### What you are asked to do
After locating the line with "Where can the chandelier be" in the data that follows, return it and every later line exactly, up to and including the line with "Where can the white vent".

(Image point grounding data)
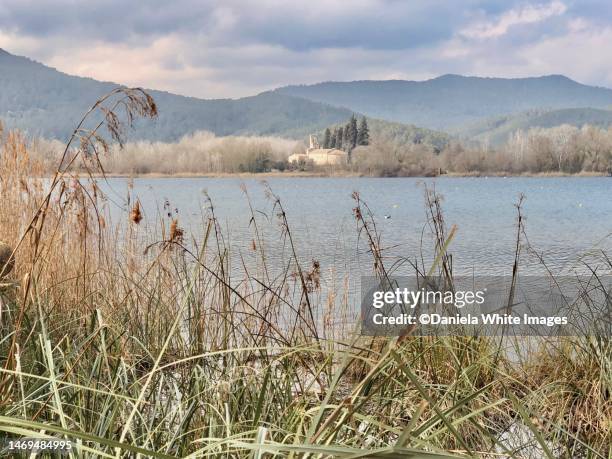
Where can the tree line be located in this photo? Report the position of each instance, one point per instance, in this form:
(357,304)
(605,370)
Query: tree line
(349,136)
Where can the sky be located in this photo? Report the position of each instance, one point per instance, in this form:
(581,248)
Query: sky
(231,48)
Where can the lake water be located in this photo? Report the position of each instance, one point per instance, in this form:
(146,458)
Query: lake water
(567,220)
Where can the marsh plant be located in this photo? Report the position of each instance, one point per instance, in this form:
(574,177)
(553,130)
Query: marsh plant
(139,340)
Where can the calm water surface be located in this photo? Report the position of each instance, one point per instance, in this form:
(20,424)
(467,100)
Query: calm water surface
(565,218)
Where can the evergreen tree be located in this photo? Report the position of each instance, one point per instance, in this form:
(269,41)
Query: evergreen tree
(327,138)
(351,133)
(363,133)
(340,138)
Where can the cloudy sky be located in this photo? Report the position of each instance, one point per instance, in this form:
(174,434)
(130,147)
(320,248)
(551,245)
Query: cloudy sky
(231,48)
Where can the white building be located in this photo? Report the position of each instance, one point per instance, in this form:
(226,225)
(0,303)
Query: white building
(320,156)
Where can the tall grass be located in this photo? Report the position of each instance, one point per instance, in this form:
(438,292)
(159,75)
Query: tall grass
(140,341)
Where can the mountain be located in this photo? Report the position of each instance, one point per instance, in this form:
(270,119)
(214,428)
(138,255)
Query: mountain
(497,130)
(45,102)
(451,101)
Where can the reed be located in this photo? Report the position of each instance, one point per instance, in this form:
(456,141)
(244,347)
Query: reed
(135,339)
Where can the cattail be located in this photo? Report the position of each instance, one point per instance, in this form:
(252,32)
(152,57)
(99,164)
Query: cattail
(136,215)
(176,233)
(7,262)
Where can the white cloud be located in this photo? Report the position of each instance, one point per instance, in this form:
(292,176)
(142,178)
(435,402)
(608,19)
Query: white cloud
(518,16)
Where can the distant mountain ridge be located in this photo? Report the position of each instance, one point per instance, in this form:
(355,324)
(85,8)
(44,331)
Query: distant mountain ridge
(451,101)
(45,102)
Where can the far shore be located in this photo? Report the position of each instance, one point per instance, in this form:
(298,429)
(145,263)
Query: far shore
(345,174)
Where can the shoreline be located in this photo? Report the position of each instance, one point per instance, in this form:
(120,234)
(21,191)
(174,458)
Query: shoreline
(266,175)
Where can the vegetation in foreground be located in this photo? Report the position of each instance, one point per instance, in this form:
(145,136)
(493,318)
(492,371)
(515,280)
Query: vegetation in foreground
(134,341)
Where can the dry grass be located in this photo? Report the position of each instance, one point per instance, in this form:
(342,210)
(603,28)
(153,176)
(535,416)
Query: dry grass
(134,339)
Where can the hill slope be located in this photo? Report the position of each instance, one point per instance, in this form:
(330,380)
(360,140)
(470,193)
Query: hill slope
(43,101)
(451,101)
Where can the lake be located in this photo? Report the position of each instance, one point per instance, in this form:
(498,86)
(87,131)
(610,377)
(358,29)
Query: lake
(567,220)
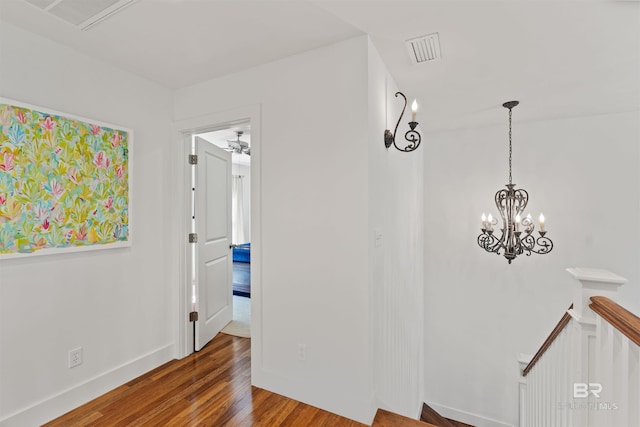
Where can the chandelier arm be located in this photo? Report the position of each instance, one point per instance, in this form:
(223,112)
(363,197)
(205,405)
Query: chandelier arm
(546,245)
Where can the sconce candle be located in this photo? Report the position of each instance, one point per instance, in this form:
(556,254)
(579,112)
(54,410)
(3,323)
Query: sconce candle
(412,135)
(414,108)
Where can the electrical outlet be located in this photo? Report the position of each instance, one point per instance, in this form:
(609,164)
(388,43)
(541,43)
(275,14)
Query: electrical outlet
(302,352)
(75,357)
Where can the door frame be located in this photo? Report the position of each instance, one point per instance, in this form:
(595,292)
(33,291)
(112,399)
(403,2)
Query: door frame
(182,131)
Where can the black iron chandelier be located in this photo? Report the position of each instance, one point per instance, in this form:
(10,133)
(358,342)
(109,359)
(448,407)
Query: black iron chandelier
(516,235)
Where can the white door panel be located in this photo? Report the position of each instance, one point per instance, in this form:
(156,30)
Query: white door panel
(213,226)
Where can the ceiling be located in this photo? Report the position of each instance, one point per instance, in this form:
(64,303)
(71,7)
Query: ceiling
(559,58)
(222,136)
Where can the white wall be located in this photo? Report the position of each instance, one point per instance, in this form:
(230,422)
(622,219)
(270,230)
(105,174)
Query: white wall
(314,282)
(481,312)
(114,303)
(396,263)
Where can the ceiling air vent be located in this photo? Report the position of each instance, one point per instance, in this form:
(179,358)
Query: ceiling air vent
(424,48)
(82,14)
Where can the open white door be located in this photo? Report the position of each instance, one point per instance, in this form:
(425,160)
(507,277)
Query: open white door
(213,229)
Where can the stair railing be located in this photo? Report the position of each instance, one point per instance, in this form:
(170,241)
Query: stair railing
(587,372)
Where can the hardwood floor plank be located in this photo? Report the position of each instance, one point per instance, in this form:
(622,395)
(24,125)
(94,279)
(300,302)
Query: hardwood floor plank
(209,388)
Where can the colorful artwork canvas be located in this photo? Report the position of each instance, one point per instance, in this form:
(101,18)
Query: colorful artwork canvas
(64,182)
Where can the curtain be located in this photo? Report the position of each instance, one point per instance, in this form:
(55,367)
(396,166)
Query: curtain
(237,210)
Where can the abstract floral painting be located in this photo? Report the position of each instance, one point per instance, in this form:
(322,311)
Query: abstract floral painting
(64,182)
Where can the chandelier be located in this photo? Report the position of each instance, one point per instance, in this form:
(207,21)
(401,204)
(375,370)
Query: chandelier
(516,235)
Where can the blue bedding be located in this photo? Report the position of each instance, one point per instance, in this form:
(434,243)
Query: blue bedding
(242,253)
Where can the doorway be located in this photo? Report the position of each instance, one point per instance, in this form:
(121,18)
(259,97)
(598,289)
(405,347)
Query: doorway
(184,130)
(236,139)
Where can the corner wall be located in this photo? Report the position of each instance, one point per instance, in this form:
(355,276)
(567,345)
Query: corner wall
(314,254)
(114,303)
(481,312)
(396,255)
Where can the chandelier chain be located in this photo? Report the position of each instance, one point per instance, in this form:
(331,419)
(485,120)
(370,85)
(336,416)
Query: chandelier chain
(510,150)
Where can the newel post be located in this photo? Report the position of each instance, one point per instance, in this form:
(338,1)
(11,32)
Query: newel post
(593,282)
(584,366)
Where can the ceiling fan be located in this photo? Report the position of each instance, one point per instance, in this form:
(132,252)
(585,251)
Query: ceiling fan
(237,146)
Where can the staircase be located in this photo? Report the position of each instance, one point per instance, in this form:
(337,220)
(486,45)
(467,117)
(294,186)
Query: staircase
(428,418)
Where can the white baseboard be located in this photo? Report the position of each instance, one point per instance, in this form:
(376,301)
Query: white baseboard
(61,403)
(467,417)
(335,400)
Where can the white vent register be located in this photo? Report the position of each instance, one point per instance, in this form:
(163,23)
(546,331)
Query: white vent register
(82,14)
(424,48)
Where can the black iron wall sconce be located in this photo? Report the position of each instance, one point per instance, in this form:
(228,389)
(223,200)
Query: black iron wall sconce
(412,135)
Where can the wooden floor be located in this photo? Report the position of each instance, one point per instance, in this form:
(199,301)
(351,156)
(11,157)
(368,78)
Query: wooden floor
(208,388)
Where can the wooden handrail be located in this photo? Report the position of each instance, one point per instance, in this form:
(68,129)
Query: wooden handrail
(618,316)
(547,343)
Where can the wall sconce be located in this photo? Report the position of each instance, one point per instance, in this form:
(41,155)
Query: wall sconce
(412,135)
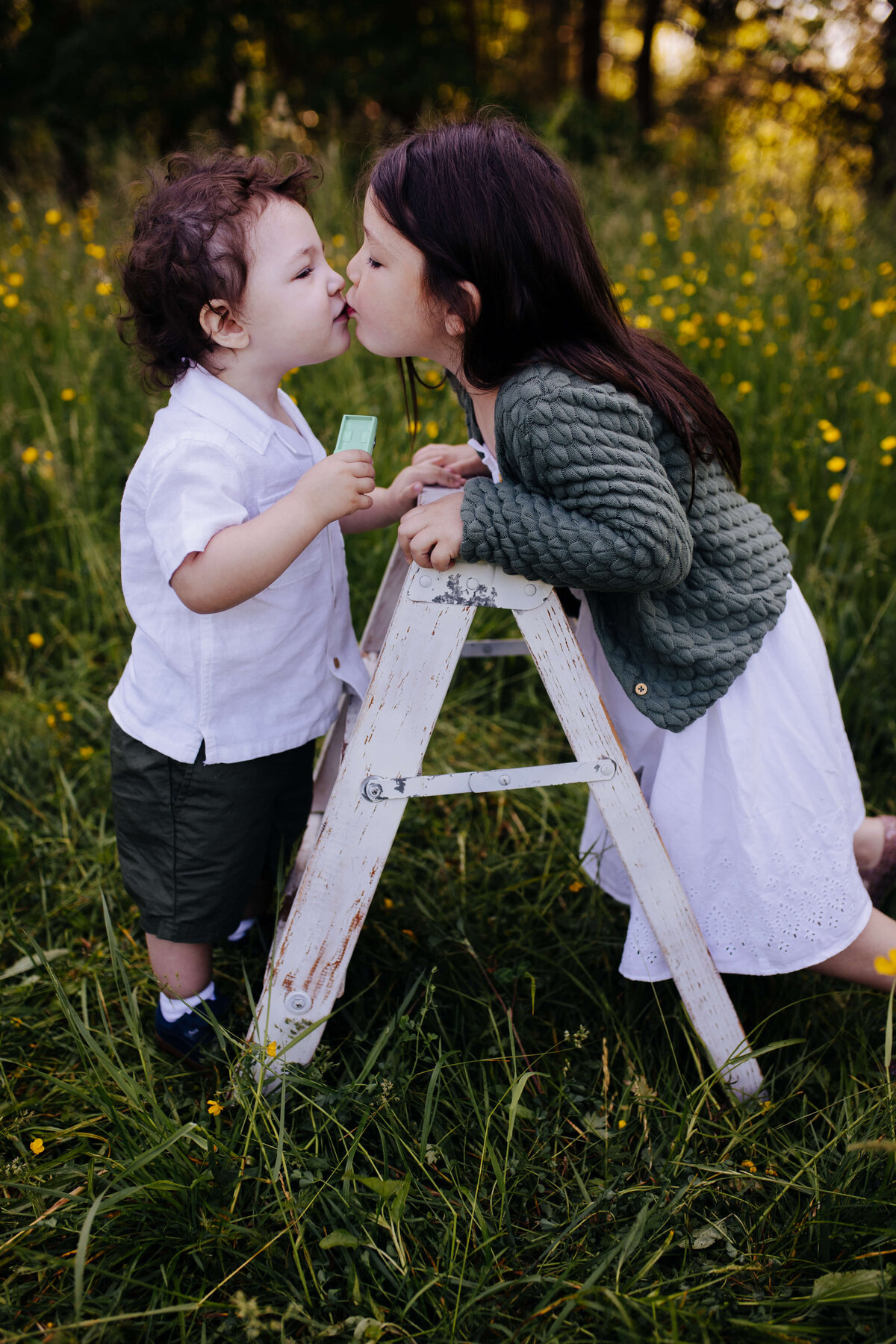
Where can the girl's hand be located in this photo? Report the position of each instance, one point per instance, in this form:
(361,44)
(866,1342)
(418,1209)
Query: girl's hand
(455,457)
(432,534)
(410,482)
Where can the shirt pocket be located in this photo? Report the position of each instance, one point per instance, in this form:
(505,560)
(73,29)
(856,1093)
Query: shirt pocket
(305,564)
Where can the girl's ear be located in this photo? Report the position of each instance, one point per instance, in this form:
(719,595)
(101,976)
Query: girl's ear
(220,324)
(454,324)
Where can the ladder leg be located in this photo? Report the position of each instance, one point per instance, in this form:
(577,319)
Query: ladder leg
(335,742)
(394,727)
(575,698)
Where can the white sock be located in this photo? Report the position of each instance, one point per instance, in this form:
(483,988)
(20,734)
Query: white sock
(175,1008)
(240,930)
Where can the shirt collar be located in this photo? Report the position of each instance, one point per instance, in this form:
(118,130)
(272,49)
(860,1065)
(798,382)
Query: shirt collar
(207,396)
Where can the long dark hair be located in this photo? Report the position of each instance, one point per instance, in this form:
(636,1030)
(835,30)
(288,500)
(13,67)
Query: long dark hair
(487,202)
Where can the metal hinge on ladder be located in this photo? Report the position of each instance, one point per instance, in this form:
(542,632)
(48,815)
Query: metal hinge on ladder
(376,788)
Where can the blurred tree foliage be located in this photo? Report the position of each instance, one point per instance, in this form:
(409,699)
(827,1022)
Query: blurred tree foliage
(78,77)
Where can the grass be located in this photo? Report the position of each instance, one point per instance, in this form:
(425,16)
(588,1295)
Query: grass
(500,1139)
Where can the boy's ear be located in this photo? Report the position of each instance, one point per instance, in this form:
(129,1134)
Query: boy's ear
(454,324)
(220,324)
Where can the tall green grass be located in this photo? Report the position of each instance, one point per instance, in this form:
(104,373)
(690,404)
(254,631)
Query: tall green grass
(500,1139)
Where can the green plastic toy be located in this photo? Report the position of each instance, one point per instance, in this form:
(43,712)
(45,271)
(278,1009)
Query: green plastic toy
(356,432)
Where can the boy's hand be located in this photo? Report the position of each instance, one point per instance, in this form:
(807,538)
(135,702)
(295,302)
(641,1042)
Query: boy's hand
(339,485)
(454,457)
(402,494)
(432,534)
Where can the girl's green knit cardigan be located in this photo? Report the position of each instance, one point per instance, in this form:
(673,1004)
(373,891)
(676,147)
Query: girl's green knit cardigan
(594,495)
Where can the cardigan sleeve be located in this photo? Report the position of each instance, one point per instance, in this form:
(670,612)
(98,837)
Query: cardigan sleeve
(586,500)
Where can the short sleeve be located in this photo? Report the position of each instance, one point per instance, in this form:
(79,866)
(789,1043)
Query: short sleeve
(193,494)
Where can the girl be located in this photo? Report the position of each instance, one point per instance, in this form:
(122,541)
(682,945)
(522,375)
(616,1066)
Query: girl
(618,476)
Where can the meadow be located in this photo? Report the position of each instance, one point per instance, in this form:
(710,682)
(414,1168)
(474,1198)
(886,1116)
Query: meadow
(500,1139)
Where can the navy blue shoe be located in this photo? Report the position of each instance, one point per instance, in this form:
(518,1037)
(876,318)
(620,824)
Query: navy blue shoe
(193,1033)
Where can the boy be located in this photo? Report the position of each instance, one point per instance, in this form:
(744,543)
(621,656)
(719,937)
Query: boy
(233,564)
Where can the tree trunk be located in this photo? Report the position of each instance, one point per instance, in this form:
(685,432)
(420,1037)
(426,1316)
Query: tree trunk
(591,20)
(883,143)
(644,67)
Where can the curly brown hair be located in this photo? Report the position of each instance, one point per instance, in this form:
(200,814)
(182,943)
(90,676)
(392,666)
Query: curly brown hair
(191,248)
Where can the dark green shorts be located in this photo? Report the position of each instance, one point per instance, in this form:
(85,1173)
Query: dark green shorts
(193,839)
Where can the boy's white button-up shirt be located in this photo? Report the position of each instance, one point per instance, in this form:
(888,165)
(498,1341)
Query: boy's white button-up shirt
(267,673)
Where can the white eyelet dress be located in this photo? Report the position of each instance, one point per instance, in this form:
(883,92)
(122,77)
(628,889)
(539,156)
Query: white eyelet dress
(756,803)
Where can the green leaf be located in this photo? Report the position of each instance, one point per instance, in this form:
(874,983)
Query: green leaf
(339,1239)
(385,1189)
(850,1285)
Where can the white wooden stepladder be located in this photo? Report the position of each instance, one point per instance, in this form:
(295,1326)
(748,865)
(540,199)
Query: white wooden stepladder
(368,769)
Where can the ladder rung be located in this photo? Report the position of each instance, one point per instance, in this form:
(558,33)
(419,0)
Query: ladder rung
(494,650)
(376,788)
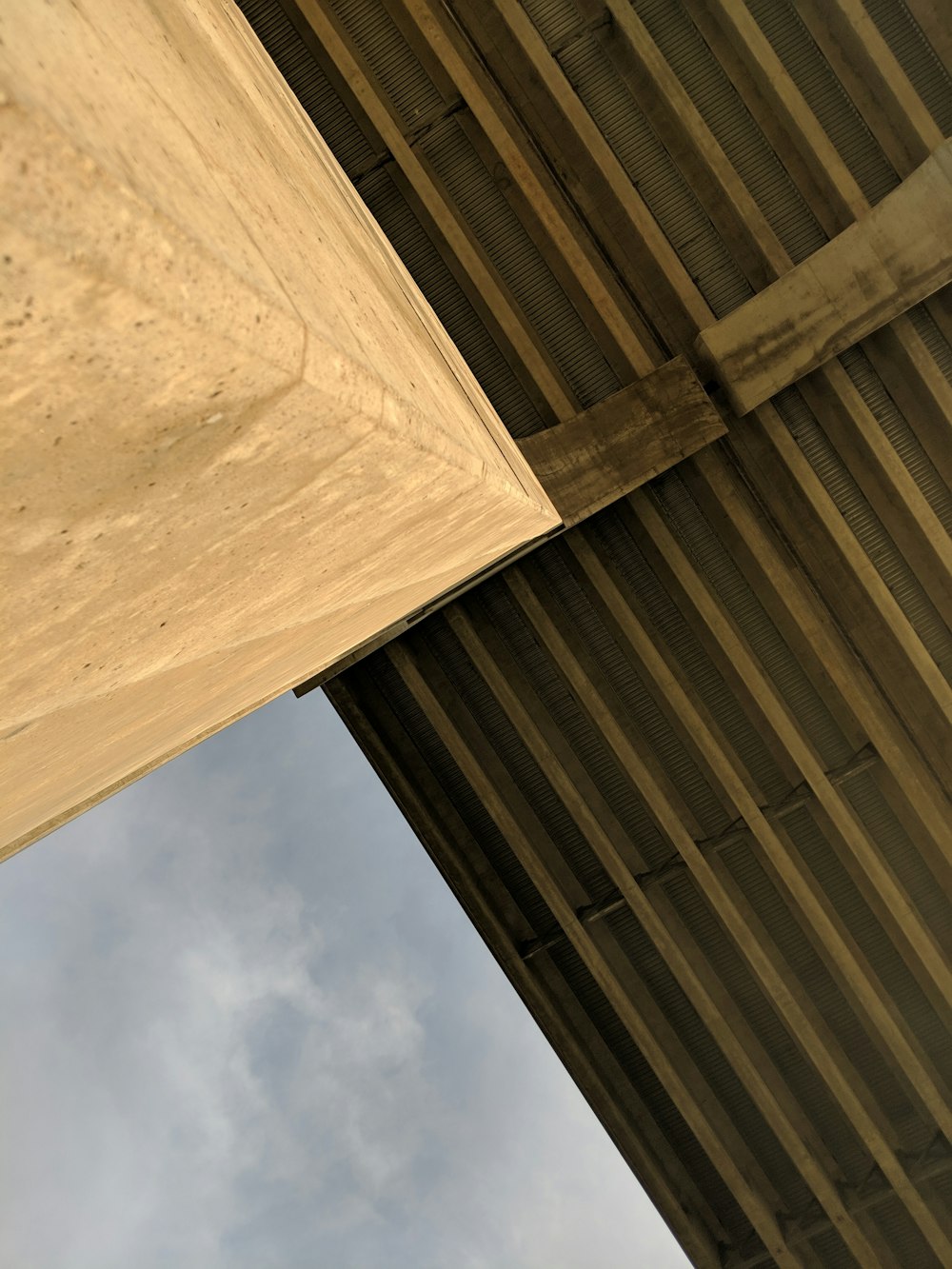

### Solution to this exercise
Where can the chandelier be located in this photo? Report the position of each instance, one point per instance, in this form:
(207,21)
(401,204)
(375,370)
Query: chandelier
(516,235)
Where can the blue bedding be located in this photo? Report the position of each instance, one point per instance, in this form:
(434,243)
Query: blue bedding
(242,253)
Where can the doorway be located in this photo? Report the position of each instance, one point per instance, in this form:
(121,18)
(259,97)
(598,289)
(405,347)
Query: doorway
(184,130)
(236,139)
Where can the corner wall be located in this photo? Report the position of each instance, one point per instance, in this form:
(355,276)
(567,345)
Query: corner wall
(314,254)
(114,303)
(481,312)
(396,255)
Where can the chandelier chain be located in this photo? Report the position of each instance, one point per instance, in this form:
(331,419)
(485,120)
(370,85)
(336,416)
Query: chandelier chain
(510,150)
Where can the newel post be located in this photo? Report the position of each instance, one point per instance, in this form:
(338,1)
(11,32)
Query: newel post
(593,282)
(584,366)
Where can the ceiling fan be located in this photo? Report the position of each instance, one point per instance, in this form:
(132,252)
(585,251)
Query: ceiling fan
(237,146)
Where can the staircase be located in this photo? Report the position of each instance, one point per instance, in this form:
(337,220)
(486,45)
(467,117)
(294,186)
Query: staircase
(428,418)
Where can the white baseboard be located in this photo? Report the position of each instance, one point per instance, in this form:
(376,301)
Query: white baseboard
(61,403)
(467,417)
(335,400)
Where can the white vent register be located in this photo? Report the position of each instance, one point per instance, in this form:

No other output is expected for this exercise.